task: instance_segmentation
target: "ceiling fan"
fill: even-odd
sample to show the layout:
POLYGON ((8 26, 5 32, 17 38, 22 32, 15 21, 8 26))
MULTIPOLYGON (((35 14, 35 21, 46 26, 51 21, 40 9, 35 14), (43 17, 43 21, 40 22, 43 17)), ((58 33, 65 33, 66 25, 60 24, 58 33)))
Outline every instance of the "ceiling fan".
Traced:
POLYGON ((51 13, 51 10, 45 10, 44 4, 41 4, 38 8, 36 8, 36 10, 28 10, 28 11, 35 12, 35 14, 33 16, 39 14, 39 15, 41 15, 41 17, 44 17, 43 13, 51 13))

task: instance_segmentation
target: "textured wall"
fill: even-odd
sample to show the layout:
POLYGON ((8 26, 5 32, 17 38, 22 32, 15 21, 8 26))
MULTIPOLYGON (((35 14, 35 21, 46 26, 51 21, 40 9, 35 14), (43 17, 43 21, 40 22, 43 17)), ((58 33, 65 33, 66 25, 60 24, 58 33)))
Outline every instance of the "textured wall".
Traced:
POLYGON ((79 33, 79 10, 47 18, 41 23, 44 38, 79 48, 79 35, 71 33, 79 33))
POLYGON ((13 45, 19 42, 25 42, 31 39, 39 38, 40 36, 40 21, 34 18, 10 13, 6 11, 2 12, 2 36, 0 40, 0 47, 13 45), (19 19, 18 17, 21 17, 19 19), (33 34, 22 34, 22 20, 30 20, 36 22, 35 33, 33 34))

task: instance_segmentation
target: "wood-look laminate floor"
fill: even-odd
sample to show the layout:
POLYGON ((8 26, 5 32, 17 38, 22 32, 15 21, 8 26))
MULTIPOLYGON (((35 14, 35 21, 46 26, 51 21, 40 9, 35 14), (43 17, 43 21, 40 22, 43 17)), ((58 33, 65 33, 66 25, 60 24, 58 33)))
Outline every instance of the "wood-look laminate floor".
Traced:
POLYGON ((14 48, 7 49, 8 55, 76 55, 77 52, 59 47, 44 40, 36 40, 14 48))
----------
Rewrite every line of the three entries above as a single numbered list. Leave out the blank lines.

• [THE REPLY]:
1. task: instance_segmentation
2. target: "ceiling fan"
3. fill: even-odd
4. sample to show the layout:
5. POLYGON ((8 26, 5 32, 17 38, 22 32, 15 21, 8 26))
6. MULTIPOLYGON (((35 14, 35 21, 46 26, 51 21, 40 9, 35 14), (43 17, 43 21, 40 22, 43 17)), ((58 33, 65 33, 66 25, 60 24, 58 33)))
7. Outline every instance of the "ceiling fan".
8. Traced:
9. POLYGON ((51 13, 51 10, 45 10, 44 4, 41 4, 38 8, 36 8, 36 10, 28 10, 28 11, 35 12, 35 14, 33 16, 39 14, 39 15, 41 15, 41 17, 44 17, 43 13, 51 13))
10. task: instance_segmentation
11. target: "textured wall"
12. fill: even-odd
13. sample to show the layout:
14. POLYGON ((8 26, 5 32, 17 38, 22 32, 15 21, 8 26))
15. MULTIPOLYGON (((35 14, 35 21, 46 26, 51 21, 40 9, 35 14), (43 17, 43 21, 40 22, 43 17)), ((58 33, 65 33, 66 25, 60 24, 58 33)))
16. Outline every instance of the "textured wall".
17. Traced:
18. POLYGON ((79 33, 79 10, 47 18, 41 23, 44 38, 79 48, 79 35, 71 33, 79 33))
19. POLYGON ((13 45, 19 42, 25 42, 31 39, 39 38, 40 36, 40 21, 34 18, 10 13, 6 11, 2 12, 2 36, 0 40, 0 47, 13 45), (19 19, 18 17, 21 17, 19 19), (33 34, 22 34, 22 20, 30 20, 36 22, 35 33, 33 34))
20. task: instance_segmentation
21. target: "wood-look laminate floor"
22. fill: even-odd
23. sample to show the layout:
24. POLYGON ((8 26, 5 32, 17 38, 22 32, 15 21, 8 26))
25. MULTIPOLYGON (((35 14, 35 21, 46 26, 51 21, 40 9, 35 14), (43 17, 43 21, 40 22, 43 17)), ((58 33, 65 33, 66 25, 60 24, 58 33)))
26. Outline every instance of the "wood-look laminate floor".
27. Traced:
28. POLYGON ((14 48, 7 49, 8 55, 76 55, 77 52, 59 47, 44 40, 36 40, 14 48))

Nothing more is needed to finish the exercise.